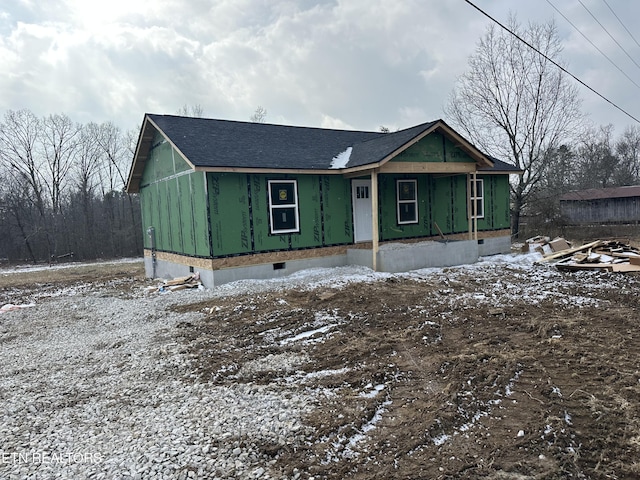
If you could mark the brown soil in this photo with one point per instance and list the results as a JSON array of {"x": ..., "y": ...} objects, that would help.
[{"x": 514, "y": 392}]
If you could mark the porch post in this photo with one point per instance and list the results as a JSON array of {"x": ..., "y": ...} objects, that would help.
[
  {"x": 374, "y": 218},
  {"x": 469, "y": 206},
  {"x": 475, "y": 205}
]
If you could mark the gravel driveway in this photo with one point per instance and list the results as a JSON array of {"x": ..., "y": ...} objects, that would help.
[{"x": 92, "y": 385}]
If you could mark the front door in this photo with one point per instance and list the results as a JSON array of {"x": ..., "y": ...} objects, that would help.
[{"x": 362, "y": 213}]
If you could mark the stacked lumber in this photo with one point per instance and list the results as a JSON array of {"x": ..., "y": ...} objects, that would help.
[
  {"x": 179, "y": 283},
  {"x": 604, "y": 255}
]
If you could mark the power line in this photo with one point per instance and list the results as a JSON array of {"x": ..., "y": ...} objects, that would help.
[
  {"x": 593, "y": 44},
  {"x": 552, "y": 61},
  {"x": 608, "y": 33},
  {"x": 623, "y": 25}
]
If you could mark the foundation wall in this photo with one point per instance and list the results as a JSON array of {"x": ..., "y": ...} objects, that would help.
[{"x": 392, "y": 258}]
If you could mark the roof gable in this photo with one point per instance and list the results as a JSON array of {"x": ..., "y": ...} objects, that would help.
[{"x": 209, "y": 144}]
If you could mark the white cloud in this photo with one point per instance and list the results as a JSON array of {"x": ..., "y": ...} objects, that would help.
[{"x": 340, "y": 64}]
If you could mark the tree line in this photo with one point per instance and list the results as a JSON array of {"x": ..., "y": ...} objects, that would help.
[
  {"x": 516, "y": 102},
  {"x": 62, "y": 190}
]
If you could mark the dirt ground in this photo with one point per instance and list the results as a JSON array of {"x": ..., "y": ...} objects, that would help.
[{"x": 457, "y": 375}]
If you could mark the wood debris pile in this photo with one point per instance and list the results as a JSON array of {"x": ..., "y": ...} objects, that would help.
[
  {"x": 179, "y": 283},
  {"x": 604, "y": 255}
]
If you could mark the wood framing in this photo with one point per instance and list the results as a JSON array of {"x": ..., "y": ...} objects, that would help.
[{"x": 220, "y": 194}]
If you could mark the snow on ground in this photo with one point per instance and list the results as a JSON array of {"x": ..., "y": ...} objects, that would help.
[{"x": 95, "y": 386}]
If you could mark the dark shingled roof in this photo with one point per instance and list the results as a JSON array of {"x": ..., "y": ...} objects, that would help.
[
  {"x": 223, "y": 143},
  {"x": 499, "y": 166},
  {"x": 212, "y": 144},
  {"x": 602, "y": 193}
]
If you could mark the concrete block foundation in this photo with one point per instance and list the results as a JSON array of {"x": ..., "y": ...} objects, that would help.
[{"x": 392, "y": 258}]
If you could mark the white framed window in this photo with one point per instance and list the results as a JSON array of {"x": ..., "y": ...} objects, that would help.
[
  {"x": 283, "y": 206},
  {"x": 477, "y": 198},
  {"x": 407, "y": 201}
]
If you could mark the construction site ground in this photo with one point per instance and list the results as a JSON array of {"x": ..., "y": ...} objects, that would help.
[{"x": 502, "y": 370}]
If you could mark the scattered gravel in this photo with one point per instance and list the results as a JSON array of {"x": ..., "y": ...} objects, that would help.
[{"x": 94, "y": 386}]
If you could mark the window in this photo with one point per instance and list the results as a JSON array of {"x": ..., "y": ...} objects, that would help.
[
  {"x": 362, "y": 191},
  {"x": 477, "y": 198},
  {"x": 283, "y": 206},
  {"x": 407, "y": 201}
]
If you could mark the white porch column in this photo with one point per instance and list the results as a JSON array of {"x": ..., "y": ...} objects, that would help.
[{"x": 374, "y": 218}]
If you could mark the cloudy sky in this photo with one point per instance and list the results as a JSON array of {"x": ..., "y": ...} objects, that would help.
[{"x": 341, "y": 64}]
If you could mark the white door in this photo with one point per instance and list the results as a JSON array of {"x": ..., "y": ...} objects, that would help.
[{"x": 362, "y": 214}]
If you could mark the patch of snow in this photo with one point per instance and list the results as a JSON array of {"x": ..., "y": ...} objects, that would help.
[
  {"x": 342, "y": 159},
  {"x": 373, "y": 392},
  {"x": 441, "y": 439}
]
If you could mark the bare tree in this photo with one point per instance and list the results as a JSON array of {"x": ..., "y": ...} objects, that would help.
[
  {"x": 516, "y": 105},
  {"x": 19, "y": 137},
  {"x": 59, "y": 141},
  {"x": 260, "y": 115},
  {"x": 190, "y": 110},
  {"x": 628, "y": 151},
  {"x": 597, "y": 162}
]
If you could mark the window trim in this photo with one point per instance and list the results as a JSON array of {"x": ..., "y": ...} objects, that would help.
[
  {"x": 273, "y": 208},
  {"x": 475, "y": 198},
  {"x": 402, "y": 202}
]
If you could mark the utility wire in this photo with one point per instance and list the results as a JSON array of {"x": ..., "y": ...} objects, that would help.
[
  {"x": 608, "y": 33},
  {"x": 594, "y": 45},
  {"x": 552, "y": 61},
  {"x": 623, "y": 25}
]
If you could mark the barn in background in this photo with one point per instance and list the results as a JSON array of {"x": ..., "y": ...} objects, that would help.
[
  {"x": 601, "y": 206},
  {"x": 236, "y": 200}
]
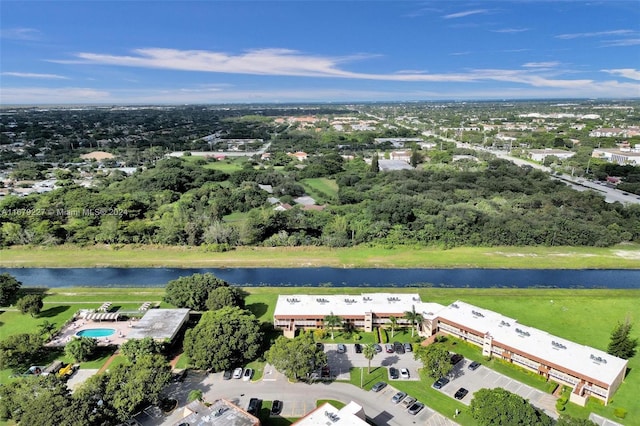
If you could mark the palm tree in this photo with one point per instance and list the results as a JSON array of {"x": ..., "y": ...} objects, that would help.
[
  {"x": 47, "y": 328},
  {"x": 369, "y": 351},
  {"x": 393, "y": 322},
  {"x": 413, "y": 317},
  {"x": 331, "y": 321}
]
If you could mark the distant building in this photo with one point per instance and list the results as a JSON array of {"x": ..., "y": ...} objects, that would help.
[
  {"x": 620, "y": 156},
  {"x": 541, "y": 154},
  {"x": 588, "y": 371}
]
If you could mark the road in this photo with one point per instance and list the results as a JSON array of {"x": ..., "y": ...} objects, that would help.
[{"x": 299, "y": 399}]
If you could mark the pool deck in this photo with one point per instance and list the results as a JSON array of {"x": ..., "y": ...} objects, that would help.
[{"x": 68, "y": 332}]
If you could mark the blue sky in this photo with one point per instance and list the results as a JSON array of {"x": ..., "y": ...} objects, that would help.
[{"x": 177, "y": 52}]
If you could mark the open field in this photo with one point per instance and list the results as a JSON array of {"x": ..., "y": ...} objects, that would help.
[
  {"x": 619, "y": 257},
  {"x": 563, "y": 312}
]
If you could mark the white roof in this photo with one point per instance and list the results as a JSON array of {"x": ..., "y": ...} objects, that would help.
[
  {"x": 328, "y": 414},
  {"x": 349, "y": 305},
  {"x": 588, "y": 361}
]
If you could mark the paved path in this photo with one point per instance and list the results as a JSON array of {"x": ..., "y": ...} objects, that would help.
[{"x": 298, "y": 398}]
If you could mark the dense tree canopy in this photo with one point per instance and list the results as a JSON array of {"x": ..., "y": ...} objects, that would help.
[
  {"x": 30, "y": 304},
  {"x": 223, "y": 339},
  {"x": 496, "y": 407},
  {"x": 196, "y": 292},
  {"x": 9, "y": 288},
  {"x": 297, "y": 358},
  {"x": 435, "y": 358}
]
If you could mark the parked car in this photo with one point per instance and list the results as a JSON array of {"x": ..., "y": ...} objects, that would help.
[
  {"x": 416, "y": 408},
  {"x": 404, "y": 373},
  {"x": 399, "y": 396},
  {"x": 393, "y": 373},
  {"x": 474, "y": 365},
  {"x": 276, "y": 407},
  {"x": 456, "y": 358},
  {"x": 461, "y": 393},
  {"x": 408, "y": 401},
  {"x": 325, "y": 372},
  {"x": 379, "y": 386},
  {"x": 254, "y": 407},
  {"x": 247, "y": 374},
  {"x": 440, "y": 382}
]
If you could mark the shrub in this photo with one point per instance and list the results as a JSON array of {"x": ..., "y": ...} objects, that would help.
[
  {"x": 319, "y": 333},
  {"x": 620, "y": 413}
]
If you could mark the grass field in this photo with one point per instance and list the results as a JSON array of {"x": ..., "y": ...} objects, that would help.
[
  {"x": 584, "y": 316},
  {"x": 321, "y": 189},
  {"x": 620, "y": 257}
]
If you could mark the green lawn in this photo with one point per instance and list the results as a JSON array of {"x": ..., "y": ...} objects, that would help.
[
  {"x": 562, "y": 312},
  {"x": 323, "y": 190},
  {"x": 627, "y": 256}
]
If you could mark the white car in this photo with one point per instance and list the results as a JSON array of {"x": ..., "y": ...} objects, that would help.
[
  {"x": 404, "y": 373},
  {"x": 237, "y": 373},
  {"x": 248, "y": 372}
]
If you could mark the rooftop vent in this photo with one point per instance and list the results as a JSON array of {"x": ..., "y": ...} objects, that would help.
[{"x": 598, "y": 359}]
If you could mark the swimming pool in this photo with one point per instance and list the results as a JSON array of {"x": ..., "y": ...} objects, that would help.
[{"x": 96, "y": 332}]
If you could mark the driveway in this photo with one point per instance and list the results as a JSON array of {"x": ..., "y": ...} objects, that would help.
[
  {"x": 339, "y": 364},
  {"x": 483, "y": 377},
  {"x": 298, "y": 399}
]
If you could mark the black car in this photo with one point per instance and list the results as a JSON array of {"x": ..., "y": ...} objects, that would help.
[
  {"x": 440, "y": 382},
  {"x": 254, "y": 407},
  {"x": 379, "y": 386},
  {"x": 393, "y": 373},
  {"x": 416, "y": 408},
  {"x": 474, "y": 365},
  {"x": 456, "y": 358},
  {"x": 276, "y": 407},
  {"x": 461, "y": 393}
]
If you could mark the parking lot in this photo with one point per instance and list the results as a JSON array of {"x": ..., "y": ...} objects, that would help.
[
  {"x": 399, "y": 413},
  {"x": 483, "y": 377},
  {"x": 340, "y": 363}
]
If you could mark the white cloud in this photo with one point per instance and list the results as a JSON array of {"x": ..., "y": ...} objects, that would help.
[
  {"x": 594, "y": 34},
  {"x": 20, "y": 34},
  {"x": 622, "y": 42},
  {"x": 629, "y": 73},
  {"x": 549, "y": 64},
  {"x": 35, "y": 75},
  {"x": 44, "y": 95},
  {"x": 465, "y": 13},
  {"x": 510, "y": 30}
]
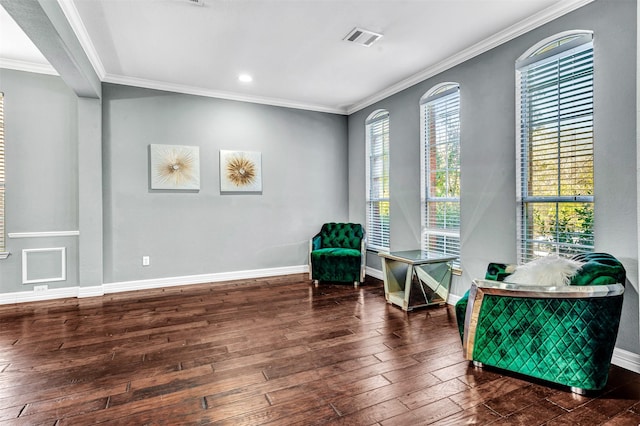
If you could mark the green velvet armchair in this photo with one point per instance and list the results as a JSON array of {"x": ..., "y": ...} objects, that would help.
[
  {"x": 337, "y": 253},
  {"x": 561, "y": 334}
]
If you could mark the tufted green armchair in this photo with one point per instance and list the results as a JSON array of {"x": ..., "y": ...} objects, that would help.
[
  {"x": 337, "y": 253},
  {"x": 562, "y": 334}
]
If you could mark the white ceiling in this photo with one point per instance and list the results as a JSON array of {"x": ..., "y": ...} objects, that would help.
[{"x": 294, "y": 49}]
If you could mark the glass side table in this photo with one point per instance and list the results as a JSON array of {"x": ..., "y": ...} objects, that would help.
[{"x": 431, "y": 270}]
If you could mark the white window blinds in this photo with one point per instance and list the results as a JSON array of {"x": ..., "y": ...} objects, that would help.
[
  {"x": 377, "y": 127},
  {"x": 556, "y": 194},
  {"x": 440, "y": 114}
]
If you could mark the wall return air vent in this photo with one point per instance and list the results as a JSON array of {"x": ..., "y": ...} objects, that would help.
[{"x": 362, "y": 37}]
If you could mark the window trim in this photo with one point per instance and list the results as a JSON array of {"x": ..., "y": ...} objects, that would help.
[
  {"x": 372, "y": 245},
  {"x": 577, "y": 41},
  {"x": 437, "y": 92}
]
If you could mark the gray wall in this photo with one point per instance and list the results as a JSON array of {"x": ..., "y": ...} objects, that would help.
[
  {"x": 488, "y": 207},
  {"x": 304, "y": 166},
  {"x": 41, "y": 171}
]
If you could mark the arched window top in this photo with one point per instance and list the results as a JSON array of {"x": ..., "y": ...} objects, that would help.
[
  {"x": 438, "y": 91},
  {"x": 376, "y": 115},
  {"x": 554, "y": 45}
]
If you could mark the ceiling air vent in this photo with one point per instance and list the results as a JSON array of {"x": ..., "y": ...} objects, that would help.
[{"x": 362, "y": 37}]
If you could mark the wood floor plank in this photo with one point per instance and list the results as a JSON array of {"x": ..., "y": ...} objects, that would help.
[{"x": 275, "y": 351}]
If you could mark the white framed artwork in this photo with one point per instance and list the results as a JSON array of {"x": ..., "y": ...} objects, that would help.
[
  {"x": 174, "y": 167},
  {"x": 240, "y": 171}
]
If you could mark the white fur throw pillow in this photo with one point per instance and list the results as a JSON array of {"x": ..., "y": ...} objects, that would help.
[{"x": 546, "y": 271}]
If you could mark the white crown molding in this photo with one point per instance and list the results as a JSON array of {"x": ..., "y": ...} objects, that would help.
[
  {"x": 33, "y": 67},
  {"x": 73, "y": 17},
  {"x": 233, "y": 96},
  {"x": 516, "y": 30},
  {"x": 43, "y": 234}
]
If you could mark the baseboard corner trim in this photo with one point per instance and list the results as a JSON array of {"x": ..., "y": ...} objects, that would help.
[{"x": 626, "y": 359}]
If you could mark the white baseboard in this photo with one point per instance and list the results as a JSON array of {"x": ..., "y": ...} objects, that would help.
[
  {"x": 199, "y": 279},
  {"x": 37, "y": 296},
  {"x": 375, "y": 273},
  {"x": 100, "y": 290},
  {"x": 622, "y": 358},
  {"x": 627, "y": 360}
]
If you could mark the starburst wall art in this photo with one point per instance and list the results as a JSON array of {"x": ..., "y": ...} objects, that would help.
[
  {"x": 240, "y": 171},
  {"x": 174, "y": 167}
]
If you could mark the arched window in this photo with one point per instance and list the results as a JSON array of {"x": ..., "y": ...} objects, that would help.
[
  {"x": 377, "y": 169},
  {"x": 555, "y": 147},
  {"x": 440, "y": 169}
]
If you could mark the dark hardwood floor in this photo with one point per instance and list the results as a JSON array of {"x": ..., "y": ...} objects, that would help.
[{"x": 267, "y": 351}]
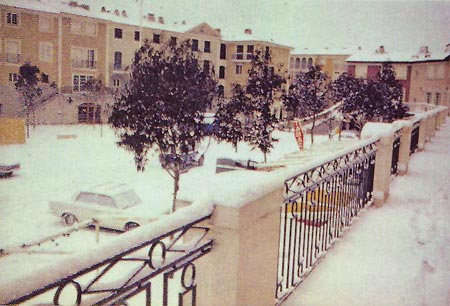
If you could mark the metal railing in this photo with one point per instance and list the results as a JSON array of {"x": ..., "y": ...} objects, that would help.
[
  {"x": 395, "y": 153},
  {"x": 164, "y": 264},
  {"x": 242, "y": 56},
  {"x": 319, "y": 204},
  {"x": 84, "y": 64},
  {"x": 414, "y": 138}
]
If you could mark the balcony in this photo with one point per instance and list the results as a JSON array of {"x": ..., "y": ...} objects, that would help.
[
  {"x": 12, "y": 58},
  {"x": 242, "y": 57},
  {"x": 84, "y": 64}
]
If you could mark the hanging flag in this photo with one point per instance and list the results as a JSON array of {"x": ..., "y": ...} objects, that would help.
[{"x": 298, "y": 133}]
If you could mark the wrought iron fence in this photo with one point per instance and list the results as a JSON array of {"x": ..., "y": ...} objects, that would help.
[
  {"x": 164, "y": 264},
  {"x": 395, "y": 153},
  {"x": 319, "y": 204},
  {"x": 414, "y": 138}
]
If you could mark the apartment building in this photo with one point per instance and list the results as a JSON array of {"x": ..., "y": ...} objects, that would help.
[
  {"x": 331, "y": 61},
  {"x": 73, "y": 43},
  {"x": 425, "y": 76}
]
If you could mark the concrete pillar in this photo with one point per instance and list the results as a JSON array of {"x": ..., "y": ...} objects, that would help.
[
  {"x": 405, "y": 145},
  {"x": 433, "y": 125},
  {"x": 241, "y": 269},
  {"x": 422, "y": 133},
  {"x": 382, "y": 178}
]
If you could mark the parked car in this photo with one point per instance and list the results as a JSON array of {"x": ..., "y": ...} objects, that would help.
[
  {"x": 188, "y": 160},
  {"x": 113, "y": 206},
  {"x": 348, "y": 135},
  {"x": 7, "y": 169}
]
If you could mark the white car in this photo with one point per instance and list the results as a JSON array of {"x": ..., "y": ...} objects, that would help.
[{"x": 113, "y": 206}]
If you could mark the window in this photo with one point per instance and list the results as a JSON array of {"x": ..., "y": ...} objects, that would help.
[
  {"x": 239, "y": 52},
  {"x": 206, "y": 66},
  {"x": 303, "y": 63},
  {"x": 238, "y": 68},
  {"x": 437, "y": 98},
  {"x": 90, "y": 29},
  {"x": 46, "y": 52},
  {"x": 83, "y": 58},
  {"x": 12, "y": 19},
  {"x": 79, "y": 82},
  {"x": 12, "y": 50},
  {"x": 118, "y": 33},
  {"x": 267, "y": 54},
  {"x": 117, "y": 60},
  {"x": 45, "y": 24},
  {"x": 13, "y": 77},
  {"x": 428, "y": 97},
  {"x": 250, "y": 50},
  {"x": 195, "y": 45},
  {"x": 207, "y": 48},
  {"x": 221, "y": 72},
  {"x": 76, "y": 27},
  {"x": 156, "y": 38},
  {"x": 137, "y": 36},
  {"x": 223, "y": 51}
]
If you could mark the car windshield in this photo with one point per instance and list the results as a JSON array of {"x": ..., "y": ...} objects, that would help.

- WORK TO COMPLETE -
Count the lines in the entries above that contain the string "floor" with case matching exactly, and reply with only that number.

- RESULT BELOW -
2